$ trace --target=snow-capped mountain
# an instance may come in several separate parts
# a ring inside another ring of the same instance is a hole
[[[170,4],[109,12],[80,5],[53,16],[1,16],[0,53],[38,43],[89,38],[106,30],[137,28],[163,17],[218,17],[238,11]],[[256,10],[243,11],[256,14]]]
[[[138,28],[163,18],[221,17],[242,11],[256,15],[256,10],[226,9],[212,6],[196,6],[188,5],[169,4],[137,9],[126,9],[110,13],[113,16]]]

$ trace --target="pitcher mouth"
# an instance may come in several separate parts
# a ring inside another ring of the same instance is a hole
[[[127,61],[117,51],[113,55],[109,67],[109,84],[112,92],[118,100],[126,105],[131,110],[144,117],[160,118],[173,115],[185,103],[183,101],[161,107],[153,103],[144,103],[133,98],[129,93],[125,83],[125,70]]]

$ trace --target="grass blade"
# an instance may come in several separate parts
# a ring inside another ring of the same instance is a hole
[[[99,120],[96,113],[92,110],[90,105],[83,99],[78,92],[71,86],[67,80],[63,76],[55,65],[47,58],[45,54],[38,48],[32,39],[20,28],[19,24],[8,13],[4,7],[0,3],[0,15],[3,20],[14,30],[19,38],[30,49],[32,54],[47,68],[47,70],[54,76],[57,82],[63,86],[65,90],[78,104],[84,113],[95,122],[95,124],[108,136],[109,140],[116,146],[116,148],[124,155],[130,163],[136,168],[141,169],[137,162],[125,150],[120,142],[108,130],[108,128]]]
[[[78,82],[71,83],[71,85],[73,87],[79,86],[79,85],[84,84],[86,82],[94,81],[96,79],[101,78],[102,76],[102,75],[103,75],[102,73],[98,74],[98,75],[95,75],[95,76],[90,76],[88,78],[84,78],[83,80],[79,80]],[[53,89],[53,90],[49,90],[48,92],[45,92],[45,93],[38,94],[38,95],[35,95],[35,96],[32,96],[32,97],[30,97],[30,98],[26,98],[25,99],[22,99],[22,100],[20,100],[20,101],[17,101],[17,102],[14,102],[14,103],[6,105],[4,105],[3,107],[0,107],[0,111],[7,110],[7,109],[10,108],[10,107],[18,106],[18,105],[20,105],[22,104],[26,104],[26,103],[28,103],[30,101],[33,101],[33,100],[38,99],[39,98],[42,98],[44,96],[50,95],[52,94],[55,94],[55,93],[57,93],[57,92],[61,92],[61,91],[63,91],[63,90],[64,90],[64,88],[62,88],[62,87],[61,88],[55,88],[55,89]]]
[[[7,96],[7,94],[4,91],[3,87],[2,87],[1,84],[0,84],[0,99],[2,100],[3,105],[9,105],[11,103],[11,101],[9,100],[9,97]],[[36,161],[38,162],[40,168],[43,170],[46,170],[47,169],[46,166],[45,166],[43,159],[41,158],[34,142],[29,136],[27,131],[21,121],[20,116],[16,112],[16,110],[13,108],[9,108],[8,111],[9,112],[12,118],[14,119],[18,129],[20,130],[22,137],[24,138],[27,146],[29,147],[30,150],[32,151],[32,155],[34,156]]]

——

*What the task requires*: Give back the data above exactly as it appears.

*Written answer*:
$ trace --target=snow-capped mountain
# an instance may come in several separate parts
# a ring inside another ring of the same instance is a hole
[[[170,4],[109,12],[80,5],[53,16],[1,16],[0,53],[38,43],[89,38],[106,30],[137,28],[163,17],[218,17],[238,11]],[[256,10],[243,11],[256,14]]]
[[[138,28],[163,18],[221,17],[242,11],[256,15],[256,10],[226,9],[212,6],[196,6],[188,5],[169,4],[137,9],[126,9],[110,13],[113,16]]]

$ trace --target="pitcher mouth"
# an instance may come in several separate parts
# a ring inside another ring of the same instance is a hole
[[[127,61],[117,51],[113,55],[109,67],[109,84],[112,92],[118,100],[126,105],[131,110],[144,117],[160,118],[173,115],[185,103],[183,101],[161,107],[153,103],[144,103],[133,98],[129,93],[125,83],[125,70]]]

$ trace --target="grass blade"
# an instance may come in several separate parts
# a ring inside another ring of the same instance is a hole
[[[99,120],[96,113],[92,110],[90,105],[83,99],[78,92],[71,86],[67,80],[63,76],[55,65],[47,58],[45,54],[38,48],[32,39],[20,28],[19,24],[8,13],[4,7],[0,3],[0,15],[3,20],[14,30],[19,38],[30,49],[32,54],[47,68],[47,70],[54,76],[57,82],[63,86],[65,90],[78,104],[84,113],[95,122],[95,124],[108,136],[109,140],[116,146],[116,148],[124,155],[130,163],[136,168],[141,169],[137,162],[125,150],[120,142],[108,130],[108,128]]]
[[[78,82],[71,83],[71,85],[73,87],[79,86],[79,85],[84,84],[86,82],[94,81],[96,79],[101,78],[102,76],[102,75],[103,75],[102,73],[98,74],[98,75],[95,75],[95,76],[90,76],[88,78],[84,78],[83,80],[79,80]],[[53,89],[53,90],[49,90],[48,92],[45,92],[45,93],[38,94],[38,95],[35,95],[35,96],[32,96],[32,97],[30,97],[30,98],[26,98],[25,99],[22,99],[22,100],[20,100],[20,101],[17,101],[17,102],[14,102],[14,103],[6,105],[4,105],[3,107],[0,107],[0,111],[7,110],[7,109],[10,108],[10,107],[18,106],[18,105],[20,105],[22,104],[26,104],[26,103],[28,103],[30,101],[33,101],[33,100],[38,99],[39,98],[42,98],[44,96],[50,95],[52,94],[55,94],[55,93],[57,93],[57,92],[61,92],[61,91],[63,91],[63,90],[64,90],[64,88],[62,88],[62,87],[61,88],[55,88],[55,89]]]
[[[7,96],[7,94],[4,91],[3,87],[2,87],[1,84],[0,84],[0,99],[2,100],[3,105],[9,105],[11,103],[11,101],[9,100],[9,97]],[[36,161],[38,162],[40,168],[43,170],[46,170],[47,169],[46,166],[45,166],[43,159],[41,158],[34,142],[29,136],[27,131],[21,121],[20,116],[16,112],[16,110],[13,108],[9,108],[8,111],[9,112],[12,118],[14,119],[18,129],[20,130],[22,137],[24,138],[27,146],[29,147],[30,150],[32,151],[32,155],[34,156]]]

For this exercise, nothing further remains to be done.